> [WHAT IS NEEDED]:
Copy all of the following data line for line, without changing anything.

> [DATA SECTION]:

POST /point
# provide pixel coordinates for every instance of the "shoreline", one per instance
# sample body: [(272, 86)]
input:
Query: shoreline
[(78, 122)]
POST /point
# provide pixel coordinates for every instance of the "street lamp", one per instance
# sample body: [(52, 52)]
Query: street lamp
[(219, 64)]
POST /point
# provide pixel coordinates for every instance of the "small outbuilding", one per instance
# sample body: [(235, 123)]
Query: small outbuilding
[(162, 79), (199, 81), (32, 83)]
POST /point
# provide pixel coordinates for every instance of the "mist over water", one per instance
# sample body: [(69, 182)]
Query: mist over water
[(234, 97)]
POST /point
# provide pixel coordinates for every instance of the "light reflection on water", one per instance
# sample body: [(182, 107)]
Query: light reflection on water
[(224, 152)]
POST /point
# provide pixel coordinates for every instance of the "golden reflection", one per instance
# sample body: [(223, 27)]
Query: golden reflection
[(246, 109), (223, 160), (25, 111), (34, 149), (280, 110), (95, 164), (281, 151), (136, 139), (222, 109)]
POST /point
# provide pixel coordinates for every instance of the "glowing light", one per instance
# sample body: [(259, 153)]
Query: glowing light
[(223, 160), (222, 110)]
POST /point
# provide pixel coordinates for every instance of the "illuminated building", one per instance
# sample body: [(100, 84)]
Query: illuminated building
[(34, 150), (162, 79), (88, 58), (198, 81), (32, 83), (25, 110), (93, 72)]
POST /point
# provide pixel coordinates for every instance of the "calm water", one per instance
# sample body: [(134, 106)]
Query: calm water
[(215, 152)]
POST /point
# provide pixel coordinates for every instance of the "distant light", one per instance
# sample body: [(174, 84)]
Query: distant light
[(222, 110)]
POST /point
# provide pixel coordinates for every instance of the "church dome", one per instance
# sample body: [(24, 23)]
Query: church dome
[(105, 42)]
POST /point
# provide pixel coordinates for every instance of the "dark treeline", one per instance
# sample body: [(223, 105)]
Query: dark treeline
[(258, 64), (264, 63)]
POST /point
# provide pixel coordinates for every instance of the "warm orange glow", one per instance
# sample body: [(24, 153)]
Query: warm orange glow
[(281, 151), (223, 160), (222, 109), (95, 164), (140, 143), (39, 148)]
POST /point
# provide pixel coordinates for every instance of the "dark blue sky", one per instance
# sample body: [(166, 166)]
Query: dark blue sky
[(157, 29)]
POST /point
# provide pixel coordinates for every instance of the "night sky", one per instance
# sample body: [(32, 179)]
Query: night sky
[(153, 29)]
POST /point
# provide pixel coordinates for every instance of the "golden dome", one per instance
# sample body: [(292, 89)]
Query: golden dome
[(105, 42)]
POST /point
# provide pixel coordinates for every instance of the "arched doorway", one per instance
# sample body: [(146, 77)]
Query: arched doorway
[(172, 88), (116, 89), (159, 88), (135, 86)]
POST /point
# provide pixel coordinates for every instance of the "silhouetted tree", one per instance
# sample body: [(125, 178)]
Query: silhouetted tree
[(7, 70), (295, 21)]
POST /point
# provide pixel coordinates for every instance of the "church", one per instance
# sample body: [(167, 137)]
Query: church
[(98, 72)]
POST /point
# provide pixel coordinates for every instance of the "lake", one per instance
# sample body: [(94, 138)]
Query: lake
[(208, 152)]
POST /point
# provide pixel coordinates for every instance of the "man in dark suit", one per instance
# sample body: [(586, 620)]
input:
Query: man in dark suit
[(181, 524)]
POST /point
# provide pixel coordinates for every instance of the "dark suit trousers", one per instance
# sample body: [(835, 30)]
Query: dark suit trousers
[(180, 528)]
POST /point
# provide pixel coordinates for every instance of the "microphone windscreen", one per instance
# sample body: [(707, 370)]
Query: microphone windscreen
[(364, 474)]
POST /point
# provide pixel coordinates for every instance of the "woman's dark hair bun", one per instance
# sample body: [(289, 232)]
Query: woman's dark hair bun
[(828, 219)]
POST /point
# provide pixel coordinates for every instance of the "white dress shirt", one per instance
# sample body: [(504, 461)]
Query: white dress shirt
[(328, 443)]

> [RIGHT ANSWER]:
POST /point
# provide pixel coordinates for every instance of the "shoreline", one per instance
# sample body: [(272, 86)]
input:
Query: shoreline
[(78, 122)]
POST /point
# provide pixel coordinates for every instance of the "street lamp", one per instance
# sample body: [(52, 52)]
Query: street lamp
[(219, 64)]
POST /point
# provide pixel coordinates for every instance of the "small outbuilding", one per instance
# sample body: [(235, 123)]
Query: small outbuilding
[(162, 79), (199, 81), (32, 83)]
POST /point
# provide pixel coordinates for every instance of the "mist over water", one per instance
# sample body: [(69, 182)]
Query: mist over water
[(234, 97)]
POST /point
# provide pixel coordinates for every instance of the "light reflection on water", one per instance
# sample body: [(182, 107)]
Query: light reflection on water
[(224, 152)]
POST /point
# provide pixel coordinates for every instance of the "golden reflection", one per instance
# sample body: [(223, 27)]
Query: golden reflection
[(246, 109), (223, 160), (25, 111), (34, 149), (280, 110), (95, 164), (281, 151), (136, 139), (222, 109)]
POST /point
# provide pixel coordinates for every instance of the "glowing light", one per instance
# sample body: [(259, 153)]
Query: glowing light
[(223, 160), (222, 110)]
POST /point
# provide pixel coordinates for every instance of the "illuminated building", one per instance
# sample body: [(100, 84)]
Query: illuminated building
[(34, 150), (162, 79), (88, 58), (198, 81), (32, 83), (25, 110), (93, 72)]
POST /point
# provide pixel coordinates for every instance of the "calm water", one per instance
# sample body: [(134, 106)]
Query: calm water
[(215, 152)]
POST /point
# provide pixel coordinates for every instance of the "distant light", one per instance
# sample body: [(174, 84)]
Query: distant light
[(222, 110)]
POST /point
# provide pixel coordinates for every instance of the "church dome", one per instance
# sample body: [(24, 23)]
Query: church dome
[(105, 42)]
POST /point
# provide pixel coordinates for every instance of the "dark treeline", one per instance
# sample body: [(223, 105)]
Query: dark treeline
[(258, 64), (264, 63)]
POST /point
# provide pixel coordinates for every instance of the "warm orange glow", one per instance
# sample body: [(24, 153)]
Query: warm orange glow
[(281, 151), (223, 160), (222, 109), (95, 164), (140, 143), (39, 148)]
POST /point
# provide pixel coordinates for every instance of the "dark blue sky", one per instance
# sample body: [(166, 166)]
Query: dark blue sky
[(157, 29)]
POST /point
# provide pixel coordinates for every instance of the "night sky", one per instance
# sample body: [(32, 179)]
Query: night sky
[(153, 29)]
POST /point
# provide pixel coordinates for every instance of the "golden dome", one per instance
# sample body: [(292, 89)]
Query: golden dome
[(105, 42)]
POST /point
# provide pixel coordinates for every instance of the "arched doorway", one per instance
# sample body: [(146, 77)]
Query: arched doorway
[(172, 88), (116, 89), (159, 88), (135, 86)]
POST /point
# provide pixel coordinates for every instance of the "silhouetted tree", one per instance
# sample body: [(125, 178)]
Query: silhouetted tree
[(7, 70), (295, 21)]
POST /point
# provide pixel coordinates for every instance of the "church", one per instance
# sample body: [(167, 137)]
Query: church
[(98, 72)]
POST /point
# provide pixel coordinates for every instance of the "lake", one per instance
# sample body: [(94, 138)]
Query: lake
[(208, 152)]
POST /point
# provide pixel coordinates for every instance of the "man in dark suit", one per instance
# sample body: [(586, 620)]
input:
Query: man in dark suit
[(181, 524)]
POST /point
# provide pixel coordinates for every instance of the "dark suit trousers", one per instance
# sample body: [(835, 30)]
Query: dark suit trousers
[(180, 528)]
POST /point
# provide pixel coordinates for every instance of the "microphone windscreen", one per instance
# sample body: [(707, 370)]
Query: microphone windscreen
[(364, 474)]
POST /point
# provide pixel coordinates for every instance of the "woman's dark hair bun", one per instance
# sample body: [(289, 232)]
Query: woman's dark hair bun
[(828, 219)]
POST /point
# provide pixel coordinates for every instance of the "white dress shirt", one per instance
# sample body: [(504, 461)]
Query: white dress shirt
[(328, 443)]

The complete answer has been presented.